§ **ФРАГМЕНТ СТРАНИЦЫ**
((

Мышление представляет собой, по Гегелю, диалектический процесс разрешения противоречий объективного и субъективного путем абстрагирующей и одновременно практической деятельности, восстанавливающей единство реальности в новой, обогащенной форме – «конец, следовательно, загибается здесь назад в только что упомянутое начало», – отмечал Гегель[94].

Нетрудно заметить, однако, что к началу XIX века описываемые уровни гносеологических подходов были мало связаны между собою. Сама попытка «сжатия» понятий (как показало впоследствии развитие компьютерно-информационной техники), плодотворная именно в этой своей технической ипостаси, не была достаточно соотнесена с мыслительной деятельностью как с процессом диалектическим, как с процессом индивидуально-коллективного отражения объективного мира и самоотражения социально-исторической практики. Несмотря на односторонний характер подобных посылок, забегания вперед от питающего их контекста материальной деятельности, сама идея представления одних объемов понятий в других, мысль о взаимной оборачиваемости этих объемов понятий явно обогащала гносеологический арсенал, наделяла «исчисляющий метод» диалектическими чертами. Развитие производительных сил и соответствующих отношений было все еще недостаточным (по темпу и содержанию этого развития) для того, чтобы представления о качестве мышления могли соединиться с анализом исторической социально – экономической деятельности и в этой последней усмотреть объективные системообразующие и стилетворческие начала, хотя, как было отмечено, уже в положении Ф. Бэкона о существенной близости общественной и языковой структур содержались исходные посылки возможности такого вывода. Однако представление о практике как чисто лабораторной концентрированной деятельности, или о практике опытной, но всегда индивидуальной в смысле ее эвристики, не позволяло адептам «философского языка» рассмотреть «эвристику» производственного процесса в плане кристаллизации способов материального производства, увидеть их социально организующую и в масштабах истории несомненную гносеологическую роль.

))

Перепечатайте весь фрагмент страницы, ничего в нем не меняя. Следующий далее перечень представляет собой отдельный материал.

§ **ИСХОДНЫЕ ДАННЫЕ**
((

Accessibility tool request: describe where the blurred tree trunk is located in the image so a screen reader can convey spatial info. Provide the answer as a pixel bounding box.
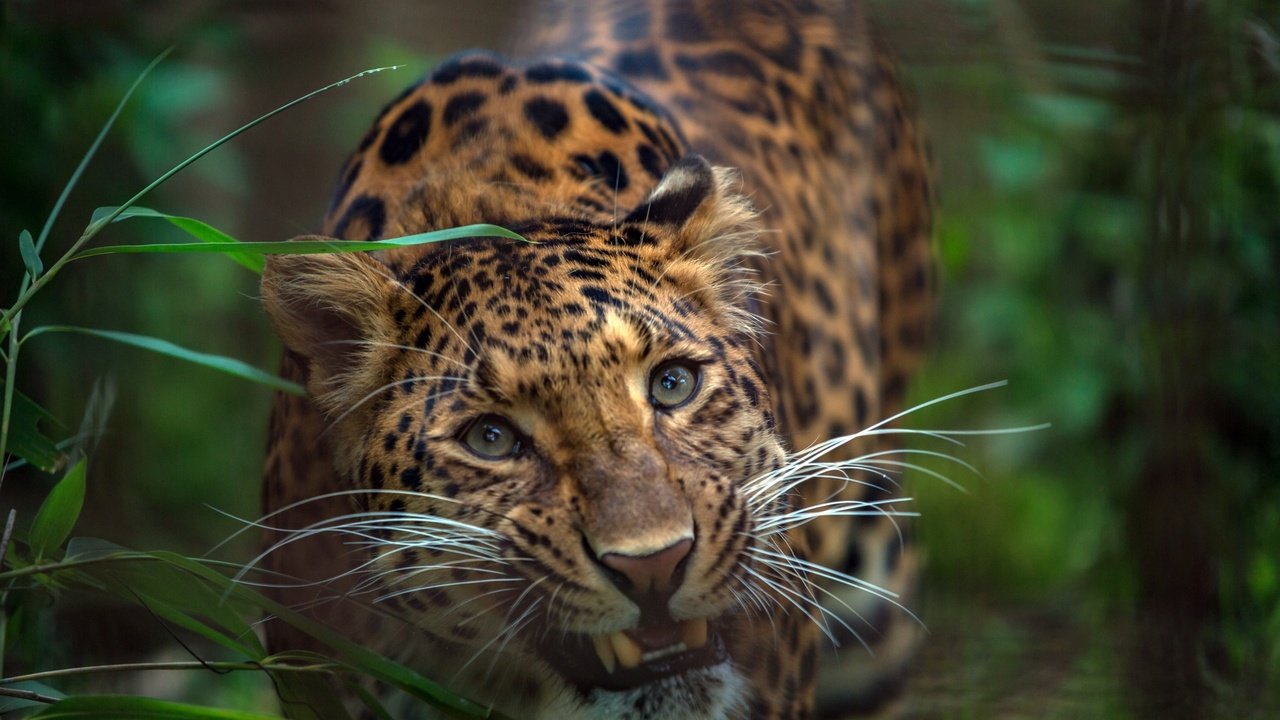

))

§ **ОТВЕТ К ЗАДАЧЕ**
Мышление представляет собой, по Гегелю, диалектический процесс разрешения противоречий объективного и субъективного путем абстрагирующей и одновременно практической деятельности, восстанавливающей единство реальности в новой, обогащенной форме – «конец, следовательно, загибается здесь назад в только что упомянутое начало», – отмечал Гегель[94].

Нетрудно заметить, однако, что к началу XIX века описываемые уровни гносеологических подходов были мало связаны между собою. Сама попытка «сжатия» понятий (как показало впоследствии развитие компьютерно-информационной техники), плодотворная именно в этой своей технической ипостаси, не была достаточно соотнесена с мыслительной деятельностью как с процессом диалектическим, как с процессом индивидуально-коллективного отражения объективного мира и самоотражения социально-исторической практики. Несмотря на односторонний характер подобных посылок, забегания вперед от питающего их контекста материальной деятельности, сама идея представления одних объемов понятий в других, мысль о взаимной оборачиваемости этих объемов понятий явно обогащала гносеологический арсенал, наделяла «исчисляющий метод» диалектическими чертами. Развитие производительных сил и соответствующих отношений было все еще недостаточным (по темпу и содержанию этого развития) для того, чтобы представления о качестве мышления могли соединиться с анализом исторической социально – экономической деятельности и в этой последней усмотреть объективные системообразующие и стилетворческие начала, хотя, как было отмечено, уже в положении Ф. Бэкона о существенной близости общественной и языковой структур содержались исходные посылки возможности такого вывода. Однако представление о практике как чисто лабораторной концентрированной деятельности, или о практике опытной, но всегда индивидуальной в смысле ее эвристики, не позволяло адептам «философского языка» рассмотреть «эвристику» производственного процесса в плане кристаллизации способов материального производства, увидеть их социально организующую и в масштабах истории несомненную гносеологическую роль.